Schweppes agitates for further sugar tax review

16 Feb, 2024 - 00:02 0 Views
Schweppes agitates for further sugar tax review Schweppes

eBusiness Weekly

Golden Sibanda

ONE of Zimbabwe’s largest beverage makers, Schweppes Zimbabwe, says the newly introduced tax on sugar content in drinks, will weigh heavily on demand, profitability and industry competitiveness even after the major climb down by authorities, which saw the tax twice reviewed since being first announced.

Schweppes Zimbabwe Limited is a manufacturer and distributor of non-carbonated still beverages under licence from The Coca-Cola Company. Its beverages portfolio includes Mazoe crushes and syrups, Minute Maid juices, Bonaqua Still Water and Schweppes Still Water.

Though not necessarily basic commodities, a good number of Schweppes Zimbabwe’s products have for generations been indispensable parts of many a shopper’s basket; indigenous brands that have carved permanent “places” in everyone’s bud.

It is expected the sugar tax will have industry-wide ramifications though. The tax is part of a coterie of revenue tax measures announced by Finance, Economic Development and Investment Promotion Minister Mthuli Ncube when he presented his $54 trillion 2024 national budget statement last November.

DATA RECORDS
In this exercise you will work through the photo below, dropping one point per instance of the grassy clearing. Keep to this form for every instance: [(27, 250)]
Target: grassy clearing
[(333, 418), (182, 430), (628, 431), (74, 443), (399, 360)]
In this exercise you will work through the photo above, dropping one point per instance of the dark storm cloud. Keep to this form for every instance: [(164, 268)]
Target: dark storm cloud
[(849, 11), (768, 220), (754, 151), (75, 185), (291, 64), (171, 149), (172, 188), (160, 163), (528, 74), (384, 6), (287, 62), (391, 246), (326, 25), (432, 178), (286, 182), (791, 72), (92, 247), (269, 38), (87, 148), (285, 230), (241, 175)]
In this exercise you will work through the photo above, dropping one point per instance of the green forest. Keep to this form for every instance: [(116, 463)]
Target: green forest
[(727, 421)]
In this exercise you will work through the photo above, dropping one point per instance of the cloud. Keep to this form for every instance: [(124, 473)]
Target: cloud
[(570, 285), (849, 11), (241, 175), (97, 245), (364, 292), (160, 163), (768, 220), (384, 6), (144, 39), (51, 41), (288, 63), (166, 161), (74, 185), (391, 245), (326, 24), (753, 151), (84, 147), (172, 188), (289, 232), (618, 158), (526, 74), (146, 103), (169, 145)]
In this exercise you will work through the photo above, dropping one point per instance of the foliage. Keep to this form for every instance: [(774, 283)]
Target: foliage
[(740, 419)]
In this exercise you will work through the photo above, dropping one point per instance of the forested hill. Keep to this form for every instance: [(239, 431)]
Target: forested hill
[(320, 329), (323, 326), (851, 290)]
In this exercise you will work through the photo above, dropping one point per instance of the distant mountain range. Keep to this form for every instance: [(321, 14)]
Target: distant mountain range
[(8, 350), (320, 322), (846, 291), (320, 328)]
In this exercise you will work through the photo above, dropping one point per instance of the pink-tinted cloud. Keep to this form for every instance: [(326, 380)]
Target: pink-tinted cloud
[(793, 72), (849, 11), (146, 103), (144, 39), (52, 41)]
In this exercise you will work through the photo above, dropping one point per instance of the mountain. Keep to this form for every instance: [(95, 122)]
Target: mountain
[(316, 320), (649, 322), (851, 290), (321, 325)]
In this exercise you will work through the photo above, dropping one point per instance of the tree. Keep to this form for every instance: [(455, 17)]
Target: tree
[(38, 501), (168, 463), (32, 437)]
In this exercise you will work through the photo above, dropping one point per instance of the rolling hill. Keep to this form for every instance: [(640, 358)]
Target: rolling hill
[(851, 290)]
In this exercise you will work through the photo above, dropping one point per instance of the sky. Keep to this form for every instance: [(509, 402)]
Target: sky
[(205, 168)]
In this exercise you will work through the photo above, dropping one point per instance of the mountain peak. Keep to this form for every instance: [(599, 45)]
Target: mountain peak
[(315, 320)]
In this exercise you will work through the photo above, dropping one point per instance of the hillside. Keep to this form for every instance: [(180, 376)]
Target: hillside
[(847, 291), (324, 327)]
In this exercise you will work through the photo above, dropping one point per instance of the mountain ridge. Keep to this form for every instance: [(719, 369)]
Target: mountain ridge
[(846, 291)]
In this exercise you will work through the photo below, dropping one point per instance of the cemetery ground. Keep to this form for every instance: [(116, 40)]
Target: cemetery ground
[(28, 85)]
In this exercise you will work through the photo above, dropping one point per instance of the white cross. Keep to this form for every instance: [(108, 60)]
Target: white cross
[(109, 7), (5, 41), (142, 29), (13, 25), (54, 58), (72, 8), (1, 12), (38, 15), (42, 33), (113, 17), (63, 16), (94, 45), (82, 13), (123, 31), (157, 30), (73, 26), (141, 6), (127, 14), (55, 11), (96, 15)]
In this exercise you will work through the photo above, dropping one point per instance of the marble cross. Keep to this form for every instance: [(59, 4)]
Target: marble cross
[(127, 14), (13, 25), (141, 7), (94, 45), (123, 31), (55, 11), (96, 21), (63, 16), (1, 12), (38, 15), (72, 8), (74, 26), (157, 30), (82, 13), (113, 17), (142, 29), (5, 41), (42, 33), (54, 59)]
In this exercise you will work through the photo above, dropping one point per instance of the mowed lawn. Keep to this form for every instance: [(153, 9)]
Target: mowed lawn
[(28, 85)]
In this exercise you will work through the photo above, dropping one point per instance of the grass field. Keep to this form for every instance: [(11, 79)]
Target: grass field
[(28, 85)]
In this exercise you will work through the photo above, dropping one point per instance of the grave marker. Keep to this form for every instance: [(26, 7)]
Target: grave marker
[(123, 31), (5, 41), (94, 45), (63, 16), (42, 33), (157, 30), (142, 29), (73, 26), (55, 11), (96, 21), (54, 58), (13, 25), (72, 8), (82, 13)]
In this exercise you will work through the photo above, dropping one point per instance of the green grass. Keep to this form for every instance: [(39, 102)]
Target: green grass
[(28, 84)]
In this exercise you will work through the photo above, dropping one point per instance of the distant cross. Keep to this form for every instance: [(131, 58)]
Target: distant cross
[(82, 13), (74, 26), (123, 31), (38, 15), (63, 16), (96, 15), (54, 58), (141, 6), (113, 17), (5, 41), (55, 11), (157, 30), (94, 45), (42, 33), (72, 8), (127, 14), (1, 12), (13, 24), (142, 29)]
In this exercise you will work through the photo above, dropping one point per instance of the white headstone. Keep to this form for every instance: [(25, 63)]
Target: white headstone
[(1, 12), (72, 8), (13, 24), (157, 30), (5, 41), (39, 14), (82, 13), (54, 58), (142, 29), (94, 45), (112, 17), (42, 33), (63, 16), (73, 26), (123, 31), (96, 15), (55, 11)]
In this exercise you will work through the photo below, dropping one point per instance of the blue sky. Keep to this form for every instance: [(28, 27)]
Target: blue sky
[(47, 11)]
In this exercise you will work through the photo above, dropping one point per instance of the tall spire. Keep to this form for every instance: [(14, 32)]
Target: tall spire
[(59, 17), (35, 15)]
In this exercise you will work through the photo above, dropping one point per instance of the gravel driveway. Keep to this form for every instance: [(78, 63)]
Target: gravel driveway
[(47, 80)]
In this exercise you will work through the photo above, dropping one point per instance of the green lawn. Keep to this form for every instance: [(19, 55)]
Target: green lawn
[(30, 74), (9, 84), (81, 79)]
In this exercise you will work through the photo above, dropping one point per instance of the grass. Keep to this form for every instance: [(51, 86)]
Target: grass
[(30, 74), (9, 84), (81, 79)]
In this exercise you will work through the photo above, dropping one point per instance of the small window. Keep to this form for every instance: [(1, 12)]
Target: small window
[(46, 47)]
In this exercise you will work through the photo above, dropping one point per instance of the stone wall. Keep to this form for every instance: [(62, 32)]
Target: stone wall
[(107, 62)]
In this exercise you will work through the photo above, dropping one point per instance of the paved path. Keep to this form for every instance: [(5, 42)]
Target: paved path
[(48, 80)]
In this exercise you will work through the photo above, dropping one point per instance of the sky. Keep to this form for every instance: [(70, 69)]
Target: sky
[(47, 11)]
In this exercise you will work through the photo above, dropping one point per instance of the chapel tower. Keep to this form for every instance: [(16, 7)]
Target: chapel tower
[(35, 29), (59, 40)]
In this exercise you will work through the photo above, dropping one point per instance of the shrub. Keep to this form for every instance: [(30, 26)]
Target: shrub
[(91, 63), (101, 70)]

BRIEF 1
List the beverage products that the sugar tax article names as part of Schweppes Zimbabwe's portfolio.
BRIEF 2
In the sugar tax article, substitute "drink producers" for "beverage makers" and write out the passage starting with "16 Feb, 2024" and going on through "being first announced.".
The rows play no part in this exercise.

FINAL ANSWER 1
Mazoe crushes and syrups
Minute Maid juices
Bonaqua Still Water
Schweppes Still Water

FINAL ANSWER 2
16 Feb, 2024 - 00:02 0 Views
Schweppes agitates for further sugar tax review Schweppes

eBusiness Weekly

Golden Sibanda

ONE of Zimbabwe’s largest drink producers, Schweppes Zimbabwe, says the newly introduced tax on sugar content in drinks, will weigh heavily on demand, profitability and industry competitiveness even after the major climb down by authorities, which saw the tax twice reviewed since being first announced.